- [TASK STATEMENT]: Format the portion of the listing below, from the line containing "plumage in this photo." through the end of the listing, as a JSON list of strings with one string per line, omitting any blank lines.

* Start DATA PROVIDED *

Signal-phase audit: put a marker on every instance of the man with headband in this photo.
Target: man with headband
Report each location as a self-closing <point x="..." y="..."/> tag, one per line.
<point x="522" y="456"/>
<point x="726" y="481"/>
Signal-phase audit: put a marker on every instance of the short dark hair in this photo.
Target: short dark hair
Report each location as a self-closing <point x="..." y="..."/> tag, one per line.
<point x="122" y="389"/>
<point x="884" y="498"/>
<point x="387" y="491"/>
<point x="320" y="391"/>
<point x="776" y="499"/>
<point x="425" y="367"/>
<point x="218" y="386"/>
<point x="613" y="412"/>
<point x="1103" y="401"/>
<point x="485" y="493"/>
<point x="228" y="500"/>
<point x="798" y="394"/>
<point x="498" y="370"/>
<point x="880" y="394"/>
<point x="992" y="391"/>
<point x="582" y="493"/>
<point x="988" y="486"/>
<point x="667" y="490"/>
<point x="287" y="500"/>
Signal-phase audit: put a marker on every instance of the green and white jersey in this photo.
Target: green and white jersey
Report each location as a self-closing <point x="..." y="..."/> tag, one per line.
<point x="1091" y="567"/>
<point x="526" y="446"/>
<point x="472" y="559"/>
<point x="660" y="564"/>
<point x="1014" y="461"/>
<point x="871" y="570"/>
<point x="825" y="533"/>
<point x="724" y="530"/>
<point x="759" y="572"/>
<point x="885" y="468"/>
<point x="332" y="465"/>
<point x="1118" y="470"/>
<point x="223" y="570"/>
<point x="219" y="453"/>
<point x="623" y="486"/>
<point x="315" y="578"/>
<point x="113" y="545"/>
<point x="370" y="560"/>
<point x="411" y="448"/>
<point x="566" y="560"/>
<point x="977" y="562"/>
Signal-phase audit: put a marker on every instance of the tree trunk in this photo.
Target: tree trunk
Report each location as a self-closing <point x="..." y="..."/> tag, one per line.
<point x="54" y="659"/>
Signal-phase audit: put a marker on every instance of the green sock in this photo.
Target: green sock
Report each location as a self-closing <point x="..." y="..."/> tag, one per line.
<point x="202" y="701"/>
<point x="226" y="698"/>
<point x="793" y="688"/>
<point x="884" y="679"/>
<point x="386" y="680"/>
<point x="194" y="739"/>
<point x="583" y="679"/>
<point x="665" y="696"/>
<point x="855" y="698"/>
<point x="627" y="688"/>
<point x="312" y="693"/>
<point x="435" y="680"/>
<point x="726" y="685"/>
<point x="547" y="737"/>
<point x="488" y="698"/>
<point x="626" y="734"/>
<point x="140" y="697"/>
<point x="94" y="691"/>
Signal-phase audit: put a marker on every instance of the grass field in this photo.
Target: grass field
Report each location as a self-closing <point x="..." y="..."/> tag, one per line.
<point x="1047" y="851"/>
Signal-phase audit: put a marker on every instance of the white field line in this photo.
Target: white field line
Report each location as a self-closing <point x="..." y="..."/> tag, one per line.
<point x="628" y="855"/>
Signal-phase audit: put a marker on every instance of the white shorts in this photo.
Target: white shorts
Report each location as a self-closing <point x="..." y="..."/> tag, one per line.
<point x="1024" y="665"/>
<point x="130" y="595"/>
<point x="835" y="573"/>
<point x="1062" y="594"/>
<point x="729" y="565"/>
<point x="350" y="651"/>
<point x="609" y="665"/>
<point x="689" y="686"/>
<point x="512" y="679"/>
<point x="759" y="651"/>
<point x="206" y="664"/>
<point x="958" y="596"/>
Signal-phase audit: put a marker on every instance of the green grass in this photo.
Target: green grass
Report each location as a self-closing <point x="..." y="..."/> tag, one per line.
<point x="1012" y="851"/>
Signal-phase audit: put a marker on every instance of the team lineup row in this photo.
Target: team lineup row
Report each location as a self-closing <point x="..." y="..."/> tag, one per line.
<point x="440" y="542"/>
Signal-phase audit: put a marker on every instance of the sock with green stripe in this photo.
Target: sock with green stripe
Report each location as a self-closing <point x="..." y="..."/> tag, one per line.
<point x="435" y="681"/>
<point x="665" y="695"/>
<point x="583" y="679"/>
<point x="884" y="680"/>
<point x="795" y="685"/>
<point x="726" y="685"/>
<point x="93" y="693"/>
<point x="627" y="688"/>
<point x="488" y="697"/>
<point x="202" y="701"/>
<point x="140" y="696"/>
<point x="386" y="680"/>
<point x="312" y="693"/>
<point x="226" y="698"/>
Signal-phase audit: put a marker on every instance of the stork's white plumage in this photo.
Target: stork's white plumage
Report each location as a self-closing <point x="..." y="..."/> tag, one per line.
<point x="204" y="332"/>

* End DATA PROVIDED *

- [WRITTEN SOLUTION]:
[
  "Signal-phase audit: put a marker on every instance of the stork's white plumage in this photo.",
  "Target: stork's white plumage",
  "Report each location as a self-closing <point x=\"...\" y=\"...\"/> tag, one per line.",
  "<point x=\"204\" y=\"332\"/>"
]